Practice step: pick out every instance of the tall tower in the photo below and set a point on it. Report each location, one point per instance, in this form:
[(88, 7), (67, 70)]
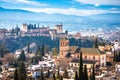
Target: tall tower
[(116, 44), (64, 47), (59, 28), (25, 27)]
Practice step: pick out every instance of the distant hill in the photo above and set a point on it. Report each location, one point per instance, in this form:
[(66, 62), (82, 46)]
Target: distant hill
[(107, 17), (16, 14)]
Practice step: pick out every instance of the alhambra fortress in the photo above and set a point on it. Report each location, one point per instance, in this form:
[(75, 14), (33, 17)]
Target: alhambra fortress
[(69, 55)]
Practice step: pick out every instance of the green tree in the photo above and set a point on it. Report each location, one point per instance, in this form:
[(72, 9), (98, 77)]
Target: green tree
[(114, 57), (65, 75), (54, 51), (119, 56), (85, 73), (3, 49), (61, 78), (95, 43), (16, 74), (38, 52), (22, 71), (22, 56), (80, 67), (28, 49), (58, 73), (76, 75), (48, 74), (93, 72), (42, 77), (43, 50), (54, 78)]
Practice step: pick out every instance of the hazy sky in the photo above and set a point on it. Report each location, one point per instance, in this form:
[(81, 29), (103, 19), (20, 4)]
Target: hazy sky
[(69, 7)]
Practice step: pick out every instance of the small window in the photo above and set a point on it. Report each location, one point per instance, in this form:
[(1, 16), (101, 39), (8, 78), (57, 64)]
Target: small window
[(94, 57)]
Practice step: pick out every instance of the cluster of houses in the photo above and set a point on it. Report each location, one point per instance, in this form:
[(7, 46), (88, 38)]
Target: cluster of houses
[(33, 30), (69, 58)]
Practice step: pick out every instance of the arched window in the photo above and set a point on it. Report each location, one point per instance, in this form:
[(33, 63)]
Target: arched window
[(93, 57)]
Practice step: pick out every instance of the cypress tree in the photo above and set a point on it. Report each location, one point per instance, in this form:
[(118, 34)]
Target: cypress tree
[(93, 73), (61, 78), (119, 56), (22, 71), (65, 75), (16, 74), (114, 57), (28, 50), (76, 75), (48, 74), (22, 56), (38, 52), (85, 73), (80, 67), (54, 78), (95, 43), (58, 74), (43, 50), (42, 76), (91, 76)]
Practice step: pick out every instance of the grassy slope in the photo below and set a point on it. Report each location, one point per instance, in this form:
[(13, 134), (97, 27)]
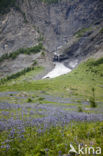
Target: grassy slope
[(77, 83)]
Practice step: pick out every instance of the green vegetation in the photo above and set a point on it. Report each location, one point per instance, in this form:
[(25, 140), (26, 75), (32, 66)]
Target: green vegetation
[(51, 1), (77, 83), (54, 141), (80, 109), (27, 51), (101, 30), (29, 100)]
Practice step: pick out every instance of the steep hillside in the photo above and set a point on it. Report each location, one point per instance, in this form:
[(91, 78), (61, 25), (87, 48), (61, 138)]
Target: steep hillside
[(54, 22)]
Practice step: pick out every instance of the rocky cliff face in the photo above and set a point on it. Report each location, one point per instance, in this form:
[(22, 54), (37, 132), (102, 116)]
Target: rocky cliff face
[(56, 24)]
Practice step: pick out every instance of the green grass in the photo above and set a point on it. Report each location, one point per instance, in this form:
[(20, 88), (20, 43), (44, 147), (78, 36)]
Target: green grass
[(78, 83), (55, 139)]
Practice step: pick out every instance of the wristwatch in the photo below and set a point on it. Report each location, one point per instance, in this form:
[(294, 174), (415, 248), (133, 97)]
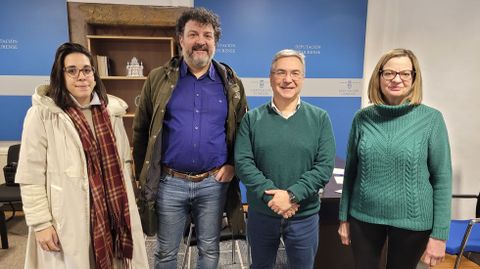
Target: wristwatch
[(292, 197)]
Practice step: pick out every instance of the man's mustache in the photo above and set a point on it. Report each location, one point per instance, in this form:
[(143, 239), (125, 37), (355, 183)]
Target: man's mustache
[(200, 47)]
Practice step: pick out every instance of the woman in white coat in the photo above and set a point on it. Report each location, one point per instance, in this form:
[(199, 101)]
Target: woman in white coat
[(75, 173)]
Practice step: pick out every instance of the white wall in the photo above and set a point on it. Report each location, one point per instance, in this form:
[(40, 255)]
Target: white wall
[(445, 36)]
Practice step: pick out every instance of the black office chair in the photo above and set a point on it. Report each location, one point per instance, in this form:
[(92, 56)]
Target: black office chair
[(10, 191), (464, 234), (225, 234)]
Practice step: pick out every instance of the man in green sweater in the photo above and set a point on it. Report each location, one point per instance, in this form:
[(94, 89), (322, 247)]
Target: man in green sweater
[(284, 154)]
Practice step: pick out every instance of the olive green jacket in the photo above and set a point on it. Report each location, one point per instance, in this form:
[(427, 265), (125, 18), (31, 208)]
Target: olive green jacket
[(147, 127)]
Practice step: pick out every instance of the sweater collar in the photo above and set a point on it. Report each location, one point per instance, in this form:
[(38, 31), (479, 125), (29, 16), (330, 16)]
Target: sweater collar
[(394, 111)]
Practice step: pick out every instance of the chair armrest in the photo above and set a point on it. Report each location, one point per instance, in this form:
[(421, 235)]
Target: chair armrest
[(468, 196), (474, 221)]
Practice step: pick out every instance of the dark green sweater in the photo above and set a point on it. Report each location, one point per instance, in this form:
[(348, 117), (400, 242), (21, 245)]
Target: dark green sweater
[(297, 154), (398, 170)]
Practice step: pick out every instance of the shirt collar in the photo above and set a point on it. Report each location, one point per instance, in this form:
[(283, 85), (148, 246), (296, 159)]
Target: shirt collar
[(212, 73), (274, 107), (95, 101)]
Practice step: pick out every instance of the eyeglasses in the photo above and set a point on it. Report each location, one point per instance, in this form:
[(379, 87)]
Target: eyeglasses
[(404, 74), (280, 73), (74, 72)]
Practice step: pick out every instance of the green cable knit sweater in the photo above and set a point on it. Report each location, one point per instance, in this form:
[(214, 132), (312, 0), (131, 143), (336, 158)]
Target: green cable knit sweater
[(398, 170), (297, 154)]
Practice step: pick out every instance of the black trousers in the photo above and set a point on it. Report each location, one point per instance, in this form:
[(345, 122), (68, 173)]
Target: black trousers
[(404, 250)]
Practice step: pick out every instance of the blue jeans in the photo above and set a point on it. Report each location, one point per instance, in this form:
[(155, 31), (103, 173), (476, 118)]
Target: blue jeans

------------------------

## Problem details
Your answer must be an exact copy of the listing, with every picture omitted.

## Expected answer
Practice step: pick out every instance of the tall tower in the photo below and set a point on it. Report each location, one point per instance, in this form:
[(88, 7), (67, 70)]
Target: tall tower
[(116, 44), (64, 47), (59, 28), (25, 27)]
Practice step: pick out every instance of the distant hill in the photo above and set a point on it. Report each location, one point per instance, in this form:
[(66, 62), (82, 46)]
Target: distant hill
[(107, 17), (16, 14)]
Practice step: pick out every instance of the alhambra fortress in the photo above and set a point on it. Report each location, one point per instance, in this form:
[(75, 14), (33, 17)]
Target: alhambra fortress
[(69, 55)]
Practice step: pick out every instance of the green tree in the photo above and set a point on it. Report each location, one point per instance, in this form:
[(72, 9), (98, 77)]
Target: green tree
[(114, 57), (65, 75), (54, 51), (119, 56), (85, 73), (3, 49), (61, 78), (95, 43), (16, 74), (38, 52), (22, 71), (22, 56), (80, 67), (28, 49), (58, 73), (76, 75), (48, 74), (93, 72), (42, 77), (43, 50), (54, 78)]
Practice step: pick out every instance of the hazy sky in the photo above and set a point on it. Report each location, one point per instance, in this form:
[(81, 29), (103, 19), (20, 4)]
Target: hazy sky
[(69, 7)]
Practice step: pick out every instance of the small window in the photo above and set a point on it. Report each location, one point per instance, in this form:
[(1, 16), (101, 39), (8, 78), (57, 64)]
Target: small window
[(94, 57)]
Practice step: pick out every instance of the cluster of houses in the photo above and set a point on it. Report each location, one point per instance, in this form:
[(7, 46), (88, 38)]
Target: cluster of houses
[(33, 30), (69, 58)]
Practice step: pick out every instance of the arched window in the photo above and set a point on it. Report each location, one point per instance, in this form:
[(33, 63)]
Target: arched window
[(93, 57)]
Practice step: pick out every instance of the cypress tree in the photo above and set a point on it. Report each location, one point per instance, in this form:
[(118, 34)]
Target: cypress tree
[(93, 73), (61, 78), (119, 56), (22, 71), (65, 75), (16, 74), (114, 57), (28, 50), (76, 75), (48, 74), (22, 56), (38, 52), (85, 73), (80, 67), (54, 78), (95, 43), (58, 74), (43, 50), (42, 76), (91, 76)]
Practice step: pick out every instance of the grassy slope in the photo below and set a point on it. Report each location, one point per instance, in this form:
[(13, 134), (97, 27)]
Target: grassy slope
[(77, 83)]
Practice step: pick out every instance of the green vegetation in the photo above and set a point on it. Report each location, one point per instance, in this form:
[(25, 140), (26, 75), (32, 66)]
Target: green vegetation
[(51, 1), (77, 83), (54, 141), (80, 109), (27, 51), (101, 30), (29, 100)]
Practice step: pick out every instance of the steep hillside in the photo above and set a point on it. Report each location, one point per instance, in this form:
[(91, 78), (61, 25), (87, 48), (61, 138)]
Target: steep hillside
[(54, 22)]
Practice step: pick out every instance of the rocky cliff face in the photo above and set a point on it. Report each location, one point per instance, in this form:
[(22, 54), (37, 132), (102, 116)]
Target: rocky cliff face
[(56, 24)]
Practice step: pick out every instance of the green grass in the photo above and set a point on it. Report each location, one point per instance, in this form:
[(20, 88), (20, 43), (44, 147), (78, 36)]
Target: green grass
[(78, 83), (55, 139)]
Practice step: pick out every instance of the wristwatch in the photo below and set a point on it. Report each location, one point per instance, in this form:
[(294, 174), (415, 248), (133, 97)]
Target: wristwatch
[(292, 197)]
Practice step: pick out every instance of the man's mustache in the photo above and set a point on it. Report each location, one point per instance, in this form:
[(143, 239), (125, 37), (355, 183)]
Target: man's mustache
[(200, 47)]
Practice step: pick out every instance of the woman in white coat in the photo above and set a point on it. Report each location, one point per instance, in this form:
[(199, 101)]
Target: woman in white coat
[(75, 173)]
Practice step: pick out every instance of the white wall in the photo above and set a point on it. Report each location, one point per instance, in this form:
[(40, 255)]
Target: white wall
[(445, 36)]
Practice step: pick out every instance of the black office chair in the photo above and set a point on it. Report each location, one point per instance, in this form:
[(92, 56)]
Target: black office chair
[(10, 191), (464, 234), (225, 234)]
Practice step: pick out every instance of the man in green sweater in the photo above and set a point on it. Report each location, one point per instance, in this form:
[(94, 89), (322, 247)]
Target: man in green sweater
[(284, 154)]
Practice step: pick out every instance of the olive green jacket in the photo above and set a point on it. Report each location, one point per instance, in this form:
[(427, 265), (125, 18), (31, 208)]
Target: olive green jacket
[(147, 127)]
Practice step: pick out every instance of the sweater collar in the photo above and set a point on it. Report each location, one point per instance, in this form:
[(38, 31), (479, 125), (29, 16), (330, 16)]
Target: sweater collar
[(394, 111)]
Practice step: pick out every instance of the chair armrest in the photo above and set a point on it. Report each location, one point per instance, in this form:
[(421, 235)]
Target: chair armrest
[(468, 196), (474, 221)]
Practice step: pick out every instance of the dark green sweater in the photo above and set a point on it. Report each location, one point per instance, in this form:
[(348, 117), (400, 242), (21, 245)]
Target: dark green sweater
[(297, 154), (398, 170)]
Practice step: pick out every instance of the shirt collar in the photo above and set a point on it. Report each location, one point per instance, in this form:
[(283, 85), (148, 246), (296, 159)]
Target: shirt collar
[(212, 73), (274, 107), (95, 101)]
Practice step: pick out every instance of the eyeglasses in the photo above and set a point on it. Report each location, one point per instance, in this form:
[(379, 87)]
Target: eyeglasses
[(404, 74), (280, 73), (74, 72)]
Practice step: pick out every instance of the green cable knit sweater in the photo above and set a point on it. Report each location, one point per instance, in this form:
[(214, 132), (312, 0), (131, 143), (336, 158)]
Target: green cable knit sweater
[(398, 170), (297, 154)]
Practice step: pick out every instance of the black trousers in the photo above and set a point on it. Report each location, one point per instance, in this form:
[(345, 122), (68, 173)]
Target: black trousers
[(404, 250)]
Practice step: pick out every instance of the blue jeans in the photo above and set a point on it. Report each location, one point per instance, in this form:
[(155, 31), (103, 173), (476, 118)]
Target: blue jeans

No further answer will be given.